▶ EXERCISE:
Could you lay out every line of the items below as a JSON list of strings, one string per line, with blank lines and the pictures left out?

········

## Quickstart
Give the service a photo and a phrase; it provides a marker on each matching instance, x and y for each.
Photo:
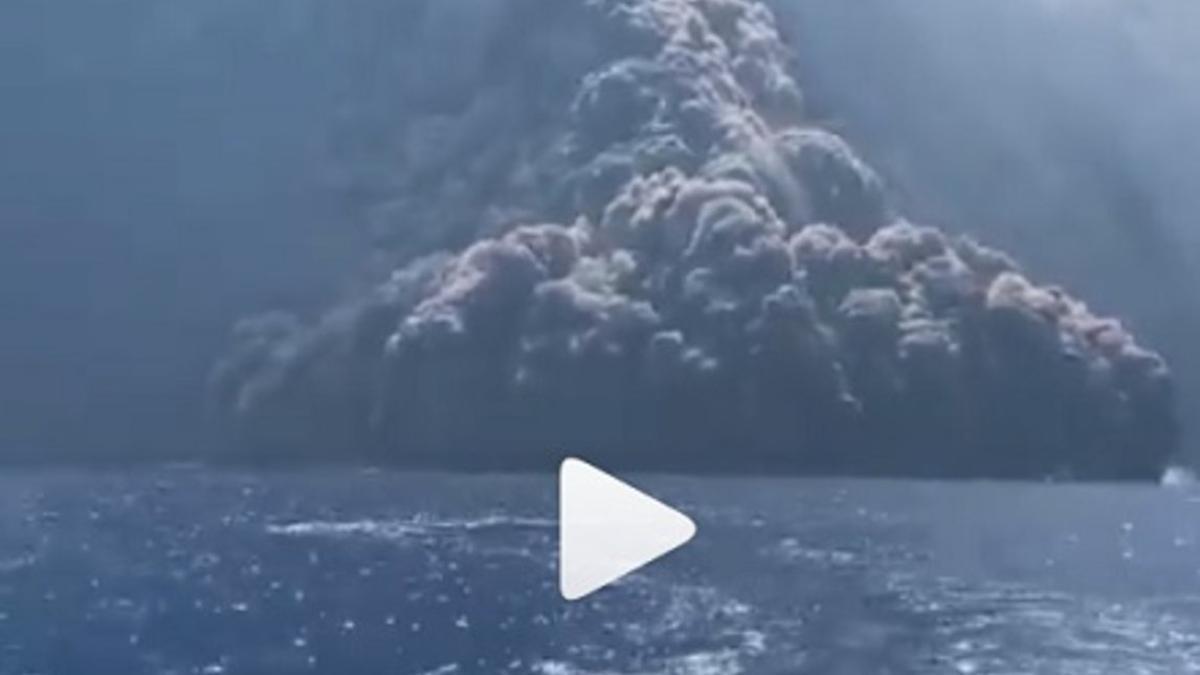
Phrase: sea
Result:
(357, 572)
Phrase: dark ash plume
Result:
(663, 266)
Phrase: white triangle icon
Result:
(607, 529)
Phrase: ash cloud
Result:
(609, 227)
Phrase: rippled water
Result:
(196, 572)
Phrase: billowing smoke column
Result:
(661, 266)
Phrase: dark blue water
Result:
(198, 572)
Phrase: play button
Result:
(607, 529)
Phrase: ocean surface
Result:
(191, 571)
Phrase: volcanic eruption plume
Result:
(609, 227)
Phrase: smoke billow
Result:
(610, 228)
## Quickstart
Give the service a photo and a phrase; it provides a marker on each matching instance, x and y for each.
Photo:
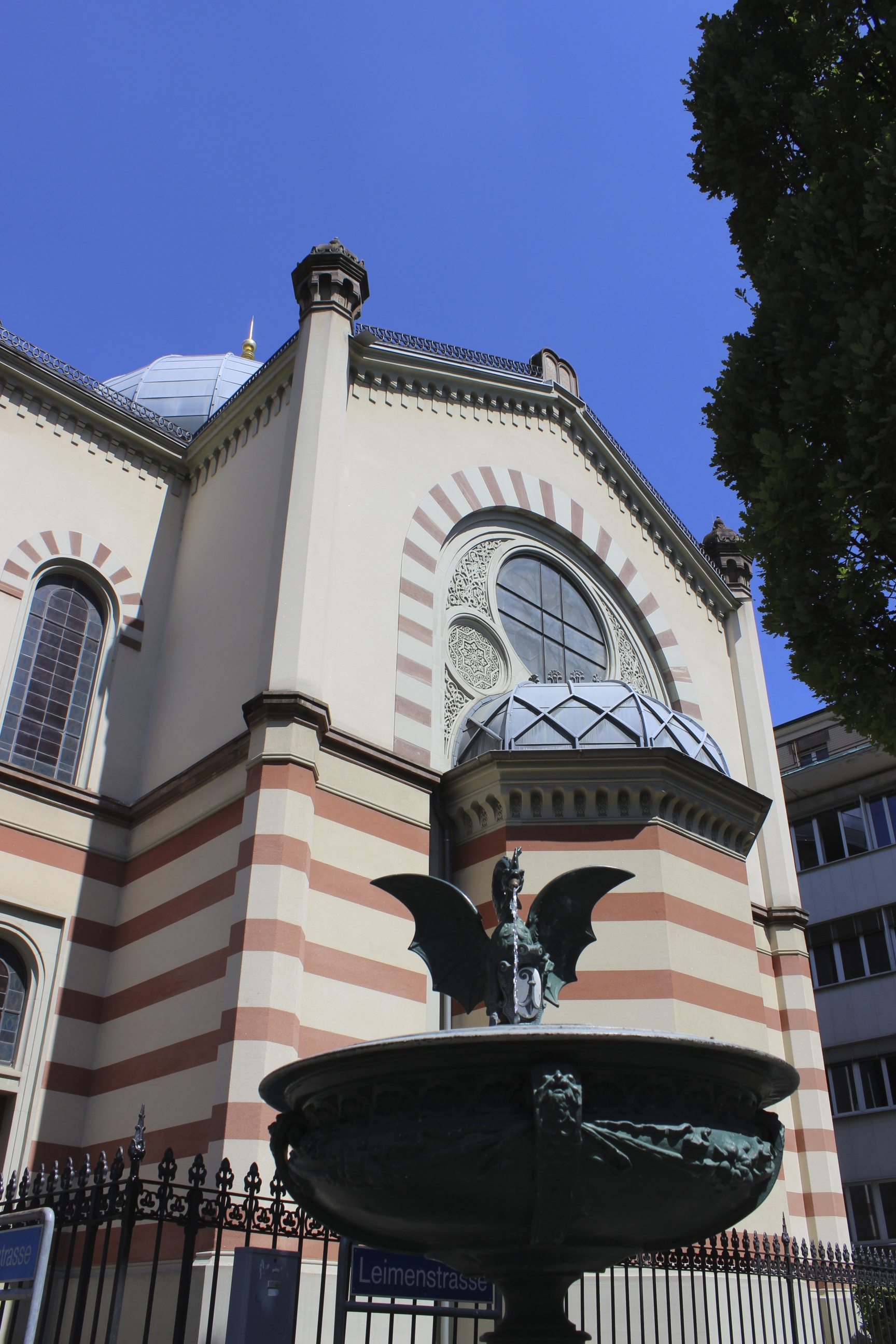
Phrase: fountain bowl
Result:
(531, 1155)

········

▶ REPLY:
[
  "## Quickstart",
  "Give the service a photo and a phrase; it provides a marker on each matching instance, x and y for each.",
  "Photo:",
  "Phrase: sea",
  "Result:",
  "(357, 572)",
  "Phrase: dark ash plume",
  "Result:",
  "(663, 266)",
  "Phrase: white triangle icon",
  "Result:",
  "(607, 529)",
  "Phrase: ash cloud",
  "Result:",
  "(609, 227)",
  "Phrase: rippled water",
  "Result:",
  "(196, 572)",
  "Phrase: billowing smoke column",
  "Result:",
  "(661, 266)",
  "Phrase: dark blue water",
  "Result:",
  "(198, 572)",
  "Phrase: play button",
  "Result:",
  "(607, 529)",
  "Phrase: ocean surface",
  "Result:",
  "(191, 571)",
  "Phrase: volcanic eruption plume",
  "Result:",
  "(609, 227)",
  "Phrase: smoke billow",
  "Result:",
  "(610, 228)",
  "## Quickstart",
  "Give the service a photo and a phrase; it provides a marker on each matching instance, x and y for each.",
  "Photo:",
  "Phrase: fountain bowl",
  "Result:",
  "(531, 1155)"
]